■ Stated goal
List every lambda value that the forum thread on lean air-fuel mixtures below mentions, and give what each one describes.

I suspect that designing the fuel delivery system will be the least of your worries.  An AFR of 20:1 equates to a Lambda of about 1.4, and that's coming close to the lean ignitability limit of gasoline.  No amount of vaporization or fancy pre-treatment will help your cause.

The part and cause of melting pistons is poorly understood by most.  The adiabatic flame temperature is a property of the fuel.  It peaks slightly rich of stoichiometric at around lambda 1.1 for most hydrocarbon fuels and falls off on either side of this peak.  The laminar flame velocity also falls off on either side of a peak near this region of AFR.  The bit that causes melted pistons is that lean mixtures extend the combustion duration due to the slow flame speed, and therefore the mean cycle temperature rises.  Peak flame temperatures for most hydrocarbons could be in the region of 2500 K and doesn't cause any damage to pistons, but it takes far lower mean cycle temperatures to damage them, usually first from lubrication failure before outright melting.

The way in which Diesel- and lean-burn gasoline engines designed operation run lean without incident is by stratification (spatially heterogeneous distribution of AFR) of the charge.  That is, the global AFR in the combustion chamber is appreciably greater than stoichiometric, but there are that has AFR near stoichiometric for robust combustion to initiate.  Aside from designs like the Honda CVCC of the late 70s and 80s, the most common way to achieve charge stratification is by direct injection of fuel into the combustion chamber with late timing close to the spark plug firing.  This may require special spray geometry or air motion to ensure an ignitable mixture is present near the spark plug at the time of ignition.

When you do get to running mixtures that lean in a homogeneous, port mixture preparation, ignitability will be a major problem, usually further requiring a higher-energy ignition system.

"The adiabatic flame temperature is a property of the fuel.  It peaks slightly rich of stoichiometric at around lambda 1.1 for most hydrocarbon fuels and falls off on either side of this peak."

Correction: a mixture rich of stoichiometric will have a lambda less than 1.  This is the inverse of the relative fuel-air ratio phi used by some.

Simply put a super lean mixture, will actually be cool because of the excess of air. It was done in the 1950's by some airlines running reciprocating engines.

Instead of air have you thought about ultra sonic atomization?  

what exactly are you trying to achieve? more power, lower fuel consumption?

anyway, with a mixture as lean as you describe you may well be outside the range that would normally be the operating range of a three way catalyst (assuming there is one) and then problably the EFI system would try to compensate for the changed air/fuel ratio and try to get it again within the range the threeway catalyst is supposed to operate.

so, even if you succeed in injecting the extra air/fuel you would somehow seem to override the standard engine electronics.

Point annotation dataset records
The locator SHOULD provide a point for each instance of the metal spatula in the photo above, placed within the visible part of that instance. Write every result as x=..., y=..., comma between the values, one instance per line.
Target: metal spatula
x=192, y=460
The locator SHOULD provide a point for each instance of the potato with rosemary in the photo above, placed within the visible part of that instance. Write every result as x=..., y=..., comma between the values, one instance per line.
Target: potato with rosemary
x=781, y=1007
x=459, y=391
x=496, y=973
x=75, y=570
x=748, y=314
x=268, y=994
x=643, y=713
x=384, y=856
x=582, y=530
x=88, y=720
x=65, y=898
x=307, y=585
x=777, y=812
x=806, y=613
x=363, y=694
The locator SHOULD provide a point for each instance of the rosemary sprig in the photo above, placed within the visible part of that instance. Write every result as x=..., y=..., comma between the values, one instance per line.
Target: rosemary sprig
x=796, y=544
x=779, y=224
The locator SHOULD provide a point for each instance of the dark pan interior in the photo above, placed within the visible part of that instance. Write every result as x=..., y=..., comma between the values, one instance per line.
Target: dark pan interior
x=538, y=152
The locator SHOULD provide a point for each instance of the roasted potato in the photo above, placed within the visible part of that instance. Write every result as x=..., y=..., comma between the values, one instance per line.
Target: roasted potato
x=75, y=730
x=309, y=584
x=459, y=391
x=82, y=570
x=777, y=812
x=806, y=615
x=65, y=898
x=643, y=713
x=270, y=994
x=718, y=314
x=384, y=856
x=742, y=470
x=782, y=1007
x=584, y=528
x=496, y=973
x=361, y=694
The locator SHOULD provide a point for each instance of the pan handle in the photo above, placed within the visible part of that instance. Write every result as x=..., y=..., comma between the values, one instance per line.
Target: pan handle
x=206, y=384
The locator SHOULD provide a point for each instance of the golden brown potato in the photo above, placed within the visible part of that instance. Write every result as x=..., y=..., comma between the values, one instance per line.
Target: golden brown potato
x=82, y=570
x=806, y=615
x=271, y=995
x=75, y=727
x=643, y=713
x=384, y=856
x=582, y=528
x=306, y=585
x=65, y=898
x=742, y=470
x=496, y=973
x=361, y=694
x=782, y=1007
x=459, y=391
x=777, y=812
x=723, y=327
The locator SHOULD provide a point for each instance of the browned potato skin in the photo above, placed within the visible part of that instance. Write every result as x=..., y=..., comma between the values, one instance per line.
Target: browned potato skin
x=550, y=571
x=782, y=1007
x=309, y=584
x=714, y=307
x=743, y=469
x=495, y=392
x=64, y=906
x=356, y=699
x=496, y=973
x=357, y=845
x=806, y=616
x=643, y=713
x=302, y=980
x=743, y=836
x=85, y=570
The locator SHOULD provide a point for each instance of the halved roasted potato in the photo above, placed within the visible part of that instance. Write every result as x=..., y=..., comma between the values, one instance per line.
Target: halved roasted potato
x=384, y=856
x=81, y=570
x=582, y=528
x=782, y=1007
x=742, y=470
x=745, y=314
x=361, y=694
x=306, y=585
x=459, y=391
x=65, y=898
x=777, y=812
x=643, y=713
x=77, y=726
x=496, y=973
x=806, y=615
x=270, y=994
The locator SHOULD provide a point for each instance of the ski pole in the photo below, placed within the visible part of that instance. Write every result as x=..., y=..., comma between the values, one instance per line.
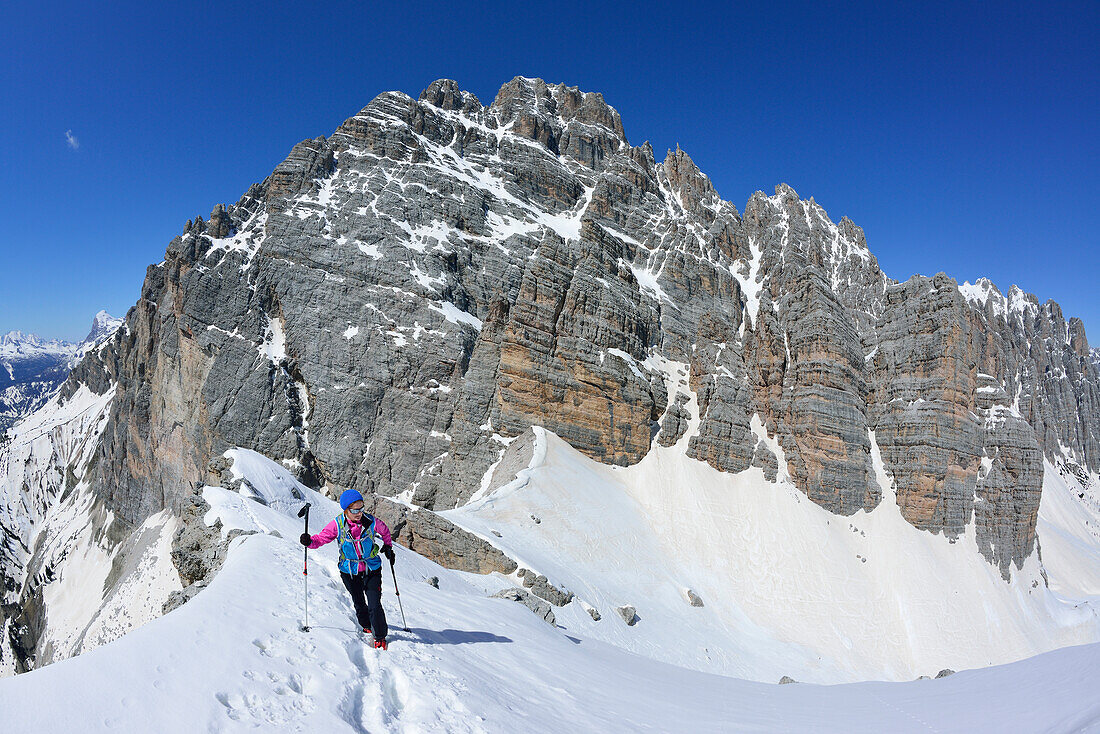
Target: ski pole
x=305, y=568
x=397, y=591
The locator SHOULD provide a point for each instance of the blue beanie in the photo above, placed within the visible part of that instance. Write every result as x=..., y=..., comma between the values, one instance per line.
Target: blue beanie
x=348, y=497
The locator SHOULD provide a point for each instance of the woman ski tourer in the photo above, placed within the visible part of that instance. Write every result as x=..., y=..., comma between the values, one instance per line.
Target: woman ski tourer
x=361, y=537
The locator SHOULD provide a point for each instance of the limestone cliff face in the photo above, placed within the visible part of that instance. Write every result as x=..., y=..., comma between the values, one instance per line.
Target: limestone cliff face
x=397, y=300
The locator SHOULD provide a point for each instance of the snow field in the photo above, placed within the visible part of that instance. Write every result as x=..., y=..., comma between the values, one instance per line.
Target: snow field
x=233, y=658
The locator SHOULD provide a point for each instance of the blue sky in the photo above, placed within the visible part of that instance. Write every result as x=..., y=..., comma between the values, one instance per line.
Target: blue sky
x=963, y=138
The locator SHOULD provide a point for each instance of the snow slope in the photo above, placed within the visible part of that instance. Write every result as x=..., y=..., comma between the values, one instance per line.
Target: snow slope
x=233, y=659
x=788, y=588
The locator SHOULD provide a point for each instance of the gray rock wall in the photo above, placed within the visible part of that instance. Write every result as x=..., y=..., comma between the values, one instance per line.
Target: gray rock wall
x=398, y=299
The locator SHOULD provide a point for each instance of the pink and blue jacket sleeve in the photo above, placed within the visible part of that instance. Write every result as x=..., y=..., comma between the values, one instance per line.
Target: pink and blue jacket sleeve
x=329, y=533
x=383, y=529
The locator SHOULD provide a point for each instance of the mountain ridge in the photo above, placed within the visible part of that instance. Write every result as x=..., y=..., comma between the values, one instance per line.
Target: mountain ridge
x=396, y=303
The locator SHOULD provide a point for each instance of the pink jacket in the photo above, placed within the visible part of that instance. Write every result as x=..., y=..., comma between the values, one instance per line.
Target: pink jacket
x=329, y=533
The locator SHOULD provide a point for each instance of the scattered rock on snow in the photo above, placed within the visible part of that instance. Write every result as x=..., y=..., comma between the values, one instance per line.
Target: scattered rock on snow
x=539, y=606
x=692, y=598
x=540, y=587
x=628, y=613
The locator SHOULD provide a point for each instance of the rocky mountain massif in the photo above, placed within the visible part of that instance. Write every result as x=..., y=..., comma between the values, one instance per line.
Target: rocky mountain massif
x=31, y=368
x=398, y=300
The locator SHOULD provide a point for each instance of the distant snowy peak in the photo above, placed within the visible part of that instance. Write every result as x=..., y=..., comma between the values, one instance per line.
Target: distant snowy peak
x=18, y=344
x=983, y=294
x=32, y=369
x=102, y=326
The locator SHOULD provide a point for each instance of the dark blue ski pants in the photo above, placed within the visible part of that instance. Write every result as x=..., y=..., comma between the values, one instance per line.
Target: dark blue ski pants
x=365, y=590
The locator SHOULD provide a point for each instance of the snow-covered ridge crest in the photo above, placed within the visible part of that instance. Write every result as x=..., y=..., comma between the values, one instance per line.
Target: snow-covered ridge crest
x=234, y=658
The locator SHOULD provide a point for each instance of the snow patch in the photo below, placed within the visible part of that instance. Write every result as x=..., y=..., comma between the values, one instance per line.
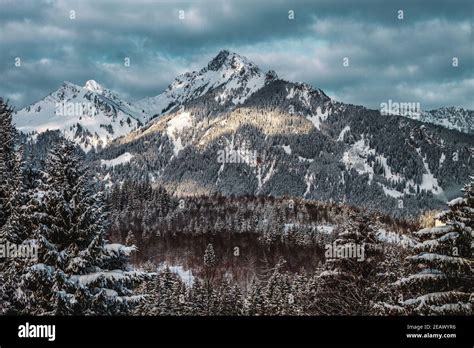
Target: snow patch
x=122, y=159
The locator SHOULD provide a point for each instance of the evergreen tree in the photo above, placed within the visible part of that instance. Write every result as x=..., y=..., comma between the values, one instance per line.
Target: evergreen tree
x=77, y=271
x=443, y=282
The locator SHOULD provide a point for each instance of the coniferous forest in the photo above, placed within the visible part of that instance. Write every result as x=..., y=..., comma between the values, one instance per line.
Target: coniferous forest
x=134, y=248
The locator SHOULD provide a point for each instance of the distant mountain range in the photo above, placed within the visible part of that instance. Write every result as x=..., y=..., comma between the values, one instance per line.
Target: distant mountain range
x=235, y=129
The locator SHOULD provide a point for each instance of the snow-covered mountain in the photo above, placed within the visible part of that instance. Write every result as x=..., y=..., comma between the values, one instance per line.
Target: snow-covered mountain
x=232, y=77
x=91, y=116
x=449, y=117
x=274, y=137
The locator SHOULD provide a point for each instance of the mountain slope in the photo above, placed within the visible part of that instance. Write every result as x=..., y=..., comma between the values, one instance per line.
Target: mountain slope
x=449, y=117
x=233, y=76
x=91, y=116
x=289, y=139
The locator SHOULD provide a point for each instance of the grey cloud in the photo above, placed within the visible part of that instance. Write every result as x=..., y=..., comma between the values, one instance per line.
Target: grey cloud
x=389, y=58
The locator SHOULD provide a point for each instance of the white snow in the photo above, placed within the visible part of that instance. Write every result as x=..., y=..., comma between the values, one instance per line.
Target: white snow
x=237, y=78
x=102, y=115
x=356, y=157
x=186, y=276
x=394, y=238
x=442, y=159
x=343, y=132
x=122, y=159
x=175, y=126
x=320, y=117
x=287, y=149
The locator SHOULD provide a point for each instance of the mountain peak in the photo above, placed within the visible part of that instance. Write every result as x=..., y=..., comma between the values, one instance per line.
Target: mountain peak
x=93, y=86
x=230, y=61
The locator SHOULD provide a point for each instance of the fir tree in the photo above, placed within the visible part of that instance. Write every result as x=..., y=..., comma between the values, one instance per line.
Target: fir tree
x=443, y=282
x=77, y=271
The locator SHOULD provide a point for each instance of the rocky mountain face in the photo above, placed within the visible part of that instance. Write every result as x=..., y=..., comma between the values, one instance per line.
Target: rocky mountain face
x=233, y=129
x=449, y=117
x=229, y=76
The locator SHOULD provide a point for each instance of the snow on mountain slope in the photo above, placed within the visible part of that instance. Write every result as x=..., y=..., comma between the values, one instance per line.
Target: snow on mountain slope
x=456, y=118
x=91, y=116
x=235, y=76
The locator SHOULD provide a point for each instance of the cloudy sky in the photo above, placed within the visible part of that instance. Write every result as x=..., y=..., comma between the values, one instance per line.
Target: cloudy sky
x=406, y=60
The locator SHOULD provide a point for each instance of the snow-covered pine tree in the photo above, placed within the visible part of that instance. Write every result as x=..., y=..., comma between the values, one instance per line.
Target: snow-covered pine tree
x=444, y=280
x=77, y=271
x=345, y=285
x=9, y=164
x=16, y=212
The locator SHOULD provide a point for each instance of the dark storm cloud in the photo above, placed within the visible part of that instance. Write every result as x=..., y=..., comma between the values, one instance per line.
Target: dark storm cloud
x=406, y=60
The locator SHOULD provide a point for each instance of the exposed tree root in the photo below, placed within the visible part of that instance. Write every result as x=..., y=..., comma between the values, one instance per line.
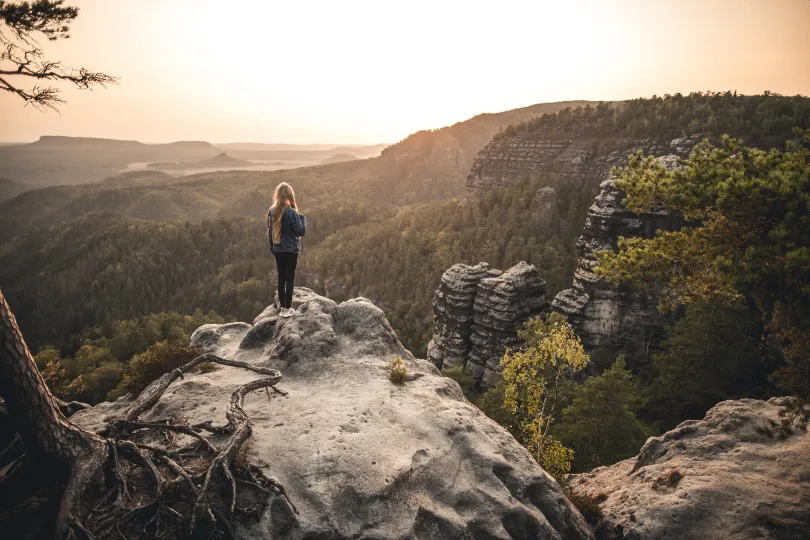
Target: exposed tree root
x=151, y=491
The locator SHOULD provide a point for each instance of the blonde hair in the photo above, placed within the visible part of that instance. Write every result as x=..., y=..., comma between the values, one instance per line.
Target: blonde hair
x=282, y=197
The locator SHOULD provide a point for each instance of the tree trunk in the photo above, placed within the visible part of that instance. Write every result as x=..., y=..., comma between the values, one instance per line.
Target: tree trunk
x=44, y=430
x=52, y=444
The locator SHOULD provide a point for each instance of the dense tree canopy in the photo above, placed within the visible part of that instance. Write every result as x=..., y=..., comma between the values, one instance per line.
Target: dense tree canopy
x=765, y=120
x=749, y=239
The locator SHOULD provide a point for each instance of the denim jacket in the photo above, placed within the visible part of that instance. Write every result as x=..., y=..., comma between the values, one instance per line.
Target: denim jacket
x=293, y=227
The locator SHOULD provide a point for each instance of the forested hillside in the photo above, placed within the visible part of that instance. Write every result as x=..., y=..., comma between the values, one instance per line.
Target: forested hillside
x=765, y=120
x=427, y=166
x=77, y=262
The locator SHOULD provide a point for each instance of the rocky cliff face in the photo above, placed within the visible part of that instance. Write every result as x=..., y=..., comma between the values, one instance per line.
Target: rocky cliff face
x=604, y=314
x=361, y=457
x=580, y=162
x=477, y=313
x=734, y=475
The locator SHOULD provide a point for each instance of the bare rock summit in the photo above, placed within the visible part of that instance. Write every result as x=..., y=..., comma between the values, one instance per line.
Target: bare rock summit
x=362, y=457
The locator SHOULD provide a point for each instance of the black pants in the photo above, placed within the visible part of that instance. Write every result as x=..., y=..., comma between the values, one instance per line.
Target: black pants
x=286, y=262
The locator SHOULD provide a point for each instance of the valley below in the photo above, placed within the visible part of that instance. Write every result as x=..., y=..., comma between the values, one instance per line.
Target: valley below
x=123, y=261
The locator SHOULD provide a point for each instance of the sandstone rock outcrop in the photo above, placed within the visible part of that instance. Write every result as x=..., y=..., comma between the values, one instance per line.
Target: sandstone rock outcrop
x=733, y=475
x=580, y=162
x=601, y=313
x=477, y=313
x=359, y=456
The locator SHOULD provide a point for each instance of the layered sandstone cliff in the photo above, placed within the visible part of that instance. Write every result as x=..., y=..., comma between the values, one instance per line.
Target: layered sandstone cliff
x=603, y=314
x=478, y=312
x=580, y=162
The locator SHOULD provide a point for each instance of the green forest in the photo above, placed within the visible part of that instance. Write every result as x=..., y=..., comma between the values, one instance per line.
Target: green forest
x=111, y=283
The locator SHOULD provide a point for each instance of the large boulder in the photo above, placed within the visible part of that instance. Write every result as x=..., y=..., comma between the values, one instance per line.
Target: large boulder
x=477, y=313
x=735, y=475
x=359, y=456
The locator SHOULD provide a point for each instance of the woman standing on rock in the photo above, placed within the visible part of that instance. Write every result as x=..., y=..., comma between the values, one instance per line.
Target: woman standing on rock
x=285, y=227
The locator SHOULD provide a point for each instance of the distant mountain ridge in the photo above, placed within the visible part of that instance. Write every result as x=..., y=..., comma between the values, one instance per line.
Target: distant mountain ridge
x=426, y=166
x=59, y=160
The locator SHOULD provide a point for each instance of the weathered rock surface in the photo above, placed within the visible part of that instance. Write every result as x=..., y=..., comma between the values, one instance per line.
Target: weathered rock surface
x=478, y=312
x=580, y=162
x=729, y=476
x=601, y=314
x=604, y=314
x=361, y=457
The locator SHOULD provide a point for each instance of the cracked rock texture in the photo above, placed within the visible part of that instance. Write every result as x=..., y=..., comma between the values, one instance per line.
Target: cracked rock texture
x=731, y=476
x=478, y=312
x=581, y=162
x=604, y=314
x=361, y=457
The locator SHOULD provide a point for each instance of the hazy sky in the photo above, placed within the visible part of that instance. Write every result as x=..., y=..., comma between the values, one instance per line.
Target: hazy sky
x=367, y=72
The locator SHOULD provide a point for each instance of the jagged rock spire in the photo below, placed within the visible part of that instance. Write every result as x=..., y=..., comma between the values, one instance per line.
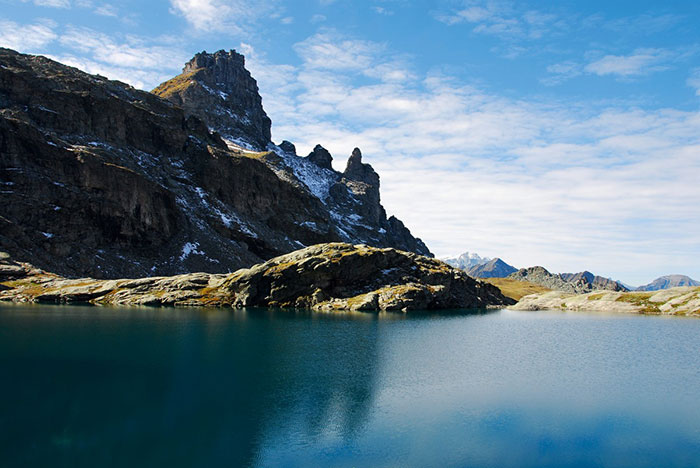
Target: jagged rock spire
x=357, y=170
x=219, y=90
x=321, y=157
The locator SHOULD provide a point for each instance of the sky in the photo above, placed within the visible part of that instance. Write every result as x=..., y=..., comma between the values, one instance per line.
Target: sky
x=557, y=133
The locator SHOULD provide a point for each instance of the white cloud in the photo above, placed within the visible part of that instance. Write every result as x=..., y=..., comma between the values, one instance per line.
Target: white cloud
x=227, y=16
x=51, y=3
x=570, y=185
x=640, y=62
x=107, y=10
x=26, y=37
x=560, y=72
x=694, y=81
x=132, y=52
x=501, y=18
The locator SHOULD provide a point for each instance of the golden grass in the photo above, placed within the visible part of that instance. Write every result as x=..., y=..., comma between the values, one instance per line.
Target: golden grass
x=515, y=289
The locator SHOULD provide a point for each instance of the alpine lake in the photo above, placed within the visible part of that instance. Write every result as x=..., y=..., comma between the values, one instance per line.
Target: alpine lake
x=132, y=387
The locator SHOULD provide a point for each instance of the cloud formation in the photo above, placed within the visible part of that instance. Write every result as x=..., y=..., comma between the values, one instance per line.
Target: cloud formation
x=570, y=185
x=640, y=62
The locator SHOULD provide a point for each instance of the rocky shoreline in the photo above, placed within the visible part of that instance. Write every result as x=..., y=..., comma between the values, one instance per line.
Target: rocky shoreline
x=682, y=301
x=324, y=277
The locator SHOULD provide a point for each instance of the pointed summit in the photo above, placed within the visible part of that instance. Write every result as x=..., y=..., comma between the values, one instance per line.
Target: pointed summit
x=219, y=90
x=357, y=170
x=321, y=157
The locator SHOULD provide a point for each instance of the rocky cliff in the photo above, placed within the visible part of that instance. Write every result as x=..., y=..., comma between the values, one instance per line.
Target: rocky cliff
x=466, y=260
x=325, y=277
x=669, y=281
x=575, y=283
x=99, y=179
x=219, y=90
x=682, y=301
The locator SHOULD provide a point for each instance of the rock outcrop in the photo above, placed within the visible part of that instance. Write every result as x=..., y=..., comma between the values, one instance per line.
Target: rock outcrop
x=324, y=277
x=684, y=301
x=219, y=90
x=495, y=268
x=100, y=179
x=669, y=281
x=596, y=282
x=466, y=260
x=575, y=283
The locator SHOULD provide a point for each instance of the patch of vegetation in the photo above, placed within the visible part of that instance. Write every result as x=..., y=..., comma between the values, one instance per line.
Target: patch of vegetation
x=515, y=289
x=595, y=297
x=640, y=300
x=175, y=85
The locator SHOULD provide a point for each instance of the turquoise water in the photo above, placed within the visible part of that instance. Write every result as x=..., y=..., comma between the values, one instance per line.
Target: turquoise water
x=91, y=387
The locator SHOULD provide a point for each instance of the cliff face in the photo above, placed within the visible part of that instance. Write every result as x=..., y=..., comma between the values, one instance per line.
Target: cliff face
x=99, y=179
x=221, y=92
x=495, y=268
x=669, y=281
x=574, y=283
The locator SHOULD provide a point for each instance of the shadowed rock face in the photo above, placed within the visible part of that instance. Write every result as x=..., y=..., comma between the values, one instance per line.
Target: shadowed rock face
x=495, y=268
x=324, y=277
x=575, y=283
x=669, y=281
x=219, y=90
x=99, y=179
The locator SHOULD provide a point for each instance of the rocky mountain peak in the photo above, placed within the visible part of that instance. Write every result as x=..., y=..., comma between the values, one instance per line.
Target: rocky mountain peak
x=321, y=157
x=359, y=171
x=225, y=67
x=220, y=91
x=288, y=147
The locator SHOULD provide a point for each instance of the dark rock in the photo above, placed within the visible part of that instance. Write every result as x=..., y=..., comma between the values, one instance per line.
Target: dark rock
x=219, y=90
x=576, y=283
x=596, y=282
x=321, y=157
x=102, y=180
x=288, y=147
x=324, y=277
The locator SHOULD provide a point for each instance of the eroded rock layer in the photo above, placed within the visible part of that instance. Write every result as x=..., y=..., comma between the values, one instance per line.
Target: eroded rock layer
x=324, y=277
x=102, y=180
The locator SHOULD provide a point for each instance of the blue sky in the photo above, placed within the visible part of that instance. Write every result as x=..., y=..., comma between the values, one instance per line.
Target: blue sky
x=560, y=133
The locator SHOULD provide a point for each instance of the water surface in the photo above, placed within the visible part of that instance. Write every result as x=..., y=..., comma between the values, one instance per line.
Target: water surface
x=86, y=387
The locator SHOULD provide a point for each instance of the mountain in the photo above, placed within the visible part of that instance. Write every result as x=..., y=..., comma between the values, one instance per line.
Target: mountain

■ Task output
- About 1.4: the lambda that an AFR of 20:1 equates to, close to the lean ignitability limit of gasoline.
- Around 1.1: where the adiabatic flame temperature peaks for most hydrocarbon fuels.
- Less than 1: the lambda of a mixture rich of stoichiometric.